■ AIM 1
Could you copy out, word for word, the stretch of the forum thread that opens with the words containing "Putty knives and/or" and closes with "at all times."?

■ EXCERPTED PASSAGE

# Creating a product to cater to your needs



## Paintguy17 (Nov 15, 2016)

hey everyone,
we are from the University of Calgary, my team and i are hoping to create a product that caters to your needs. Our potential product is an arm band that can be customized to suit your needs on the job. What kinds of things would you like to see on it? What tools would you like easily accessible on your arms?

Any suggestions or feedback would be greatly appreciated,:thumbsup:

Thank you!


----------



## Painting Practice (Jul 21, 2013)

An extra arm.


----------



## PRC (Aug 28, 2014)

......


----------



## DeanV (Apr 18, 2007)

It could be a great idea, but I am having a hard time visualizing that not being in the way compared to pockets on painters pants, something to clip on your waist belt, etc. 

We tend to carry things like putty knives, screwdrivers, utility knife, etc in the size range that would work to put on an arm band. Remember that painters are constantly moving both arms when using a brush or rolling and how that may affect design requirements.


----------



## Jmayspaint (Mar 26, 2013)

Putty knives and/or 5 in 1, razor knife, duster brush, sandpaper, screwdrivers is my basic kit. Need to have all that stuff on you and immediately accessible at all times. 

Not sure about the arm band thing though. Pockets on painters pants do have their drawbacks, and I've experimented with tool belts some lately. But I don't know that I could get used to carrying the weight of even small hand tools on my arm. 

Who knows though, I would give it a try. 


Sent from my iPhone using Tapatalk


----------



## DeanV (Apr 18, 2007)

All the tools I need (not really, but I do use it a lot):

http://www.niteize.com/product/DoohicKey-6x-Key-Tool.asp


----------



## ridesarize (Jun 19, 2012)

It would have to hold small tools, like driver bits, allens, mini screw drivers. Don't know what else you would expect to put on the arm. I think they already have wallets for the arm. Carpenters have more need than painters for tool carriers, but they can put their pencils behind their ears.


----------



## chrisn (Jul 15, 2007)

Some kind of tool for painting dental moulding


----------



## Jmayspaint (Mar 26, 2013)

chrisn said:


> Some kind of tool for painting dental moulding




I got just the thing,










:lame:  


Sent from my iPhone using Tapatalk


----------



## RH (Sep 7, 2010)

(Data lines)
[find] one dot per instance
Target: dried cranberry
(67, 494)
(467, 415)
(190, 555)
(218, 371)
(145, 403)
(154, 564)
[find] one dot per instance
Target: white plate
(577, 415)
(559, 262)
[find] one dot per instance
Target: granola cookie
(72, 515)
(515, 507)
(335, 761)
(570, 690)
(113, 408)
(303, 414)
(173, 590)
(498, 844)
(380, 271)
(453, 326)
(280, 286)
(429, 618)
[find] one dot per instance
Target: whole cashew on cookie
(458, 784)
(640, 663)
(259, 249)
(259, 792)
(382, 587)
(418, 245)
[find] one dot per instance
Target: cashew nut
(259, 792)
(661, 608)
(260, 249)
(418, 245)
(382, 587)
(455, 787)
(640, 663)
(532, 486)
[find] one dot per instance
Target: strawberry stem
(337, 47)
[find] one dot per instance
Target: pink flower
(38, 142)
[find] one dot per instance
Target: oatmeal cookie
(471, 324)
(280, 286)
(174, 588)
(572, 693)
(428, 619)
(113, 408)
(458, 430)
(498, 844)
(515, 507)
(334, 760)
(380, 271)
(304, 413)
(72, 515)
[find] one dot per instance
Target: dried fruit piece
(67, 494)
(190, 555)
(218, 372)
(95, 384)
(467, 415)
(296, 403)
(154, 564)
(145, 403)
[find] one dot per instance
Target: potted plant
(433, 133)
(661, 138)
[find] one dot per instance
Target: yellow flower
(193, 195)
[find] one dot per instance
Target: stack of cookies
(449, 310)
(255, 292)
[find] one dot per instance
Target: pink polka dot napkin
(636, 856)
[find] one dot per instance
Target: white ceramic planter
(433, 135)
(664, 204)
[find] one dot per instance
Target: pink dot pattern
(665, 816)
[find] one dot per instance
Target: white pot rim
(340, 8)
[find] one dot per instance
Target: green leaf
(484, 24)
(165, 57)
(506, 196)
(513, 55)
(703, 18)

■ AIM 2
Which rows contain the string "dried"? Select each of them and copy it in full, matching case exactly.

■ CORRECT ANSWER 1
Putty knives and/or 5 in 1, razor knife, duster brush, sandpaper, screwdrivers is my basic kit. Need to have all that stuff on you and immediately accessible at all times.

■ CORRECT ANSWER 2
Target: dried cranberry
Target: dried fruit piece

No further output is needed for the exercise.